[[ Document extract open ]]

OCALA, Fla. — Renee Hildebrand was driving home through rural Florida last month when she got a text that read: “I am so sorry.”
“My heart sank,” Hildebrand recalled.
But a short time later, Hildebrand received another text from Brittany Bowe, another former pupil.
“Over my dead body is Erin not skating the 500 in the Olympics,” wrote Bowe, who had won the trial but gave up her spot to Jackson.
Hildebrand began to cry. All three of her athletes would make it to China.
The bond between a 59-year-old woman who can’t ice skate and three top U.S. speedskaters — Bowe, Jackson, and Joey Mantia — is one of the more unlikely stories of this Olympics. The three skaters’ winding path to Beijing began next to a Save-A-Lot, in an old roller rink with a plush toy machine and a Skee-Ball game and Icees for $3.50.
Most days, that’s where you can find Hildebrand, standing amid a gaggle of 7- to 14-year-olds, in front of a banner proclaiming, “We Do A Great Birthday Party!” The kids soften the march of their wheels, listening intently to the coach. One of them has commuted three hours for this lesson.
“Nasty Nay,” Hildenbrand’s roller derby handle from long ago, is now just “Nay.” She once dreamed of making it to the Olympics as a roller skater, and after those hopes faded, she learned to coach in-line while working as a physical therapist with the elderly.

[[ Document extract closed ]]
[[ Record extracts open ]]

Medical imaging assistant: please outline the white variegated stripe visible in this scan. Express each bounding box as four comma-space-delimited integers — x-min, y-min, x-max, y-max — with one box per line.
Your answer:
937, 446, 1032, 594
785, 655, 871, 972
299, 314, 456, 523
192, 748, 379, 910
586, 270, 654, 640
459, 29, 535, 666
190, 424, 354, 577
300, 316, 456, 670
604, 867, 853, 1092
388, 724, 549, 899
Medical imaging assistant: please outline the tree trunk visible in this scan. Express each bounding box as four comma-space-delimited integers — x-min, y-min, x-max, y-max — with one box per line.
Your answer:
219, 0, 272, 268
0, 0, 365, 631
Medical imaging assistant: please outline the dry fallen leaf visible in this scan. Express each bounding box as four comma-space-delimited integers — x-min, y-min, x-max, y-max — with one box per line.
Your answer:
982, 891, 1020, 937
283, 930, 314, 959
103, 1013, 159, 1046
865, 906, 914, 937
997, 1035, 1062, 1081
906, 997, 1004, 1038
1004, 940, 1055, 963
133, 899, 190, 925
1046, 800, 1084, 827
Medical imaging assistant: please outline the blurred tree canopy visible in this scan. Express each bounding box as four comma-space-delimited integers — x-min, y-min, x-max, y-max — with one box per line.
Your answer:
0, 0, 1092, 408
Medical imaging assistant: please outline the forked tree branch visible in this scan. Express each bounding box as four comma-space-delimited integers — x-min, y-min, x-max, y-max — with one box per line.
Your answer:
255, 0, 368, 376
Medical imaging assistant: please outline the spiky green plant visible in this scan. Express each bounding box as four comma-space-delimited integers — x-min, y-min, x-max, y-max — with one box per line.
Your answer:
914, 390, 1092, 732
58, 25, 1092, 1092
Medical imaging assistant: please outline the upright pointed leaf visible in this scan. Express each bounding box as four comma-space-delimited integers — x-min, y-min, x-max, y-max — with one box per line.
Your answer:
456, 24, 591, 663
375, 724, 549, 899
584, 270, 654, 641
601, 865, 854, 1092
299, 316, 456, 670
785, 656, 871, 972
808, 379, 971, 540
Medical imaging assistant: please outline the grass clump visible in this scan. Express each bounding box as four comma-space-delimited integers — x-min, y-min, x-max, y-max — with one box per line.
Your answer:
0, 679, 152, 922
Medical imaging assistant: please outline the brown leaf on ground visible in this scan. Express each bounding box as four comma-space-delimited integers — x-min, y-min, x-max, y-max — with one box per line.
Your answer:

[[ Record extracts closed ]]

§ **Action item**: Continue the article about roller coach Renee Hildebrand from the point where it stops. You can set the listing aside; it isn't needed here.

§ **Reply to the exercise**:
Hildebrand figured out that inline skating offered a distinct advantage to speedskaters: namely, you can train for longer and the friction of the ground adds a dimension to leg strength. “We skate a lot against resistance,” she says. “We spend a whole lot more time in our skates than those on ice.” Once the rest of the skating world caught on, she suddenly had kids traveling from bustling Europe to sleepy Florida. She never trained anyone on ice because she didn’t need to. Students who wanted to transition to the cold floor already had a foundation.
Hildebrand first spotted Bowe at a roller rink birthday party 25 years ago and approached her parents because the eight-year-old Bowe was so fearless. Bowe’s mother, Debbie, remembers thinking: “We don’t even know what speedskating is.”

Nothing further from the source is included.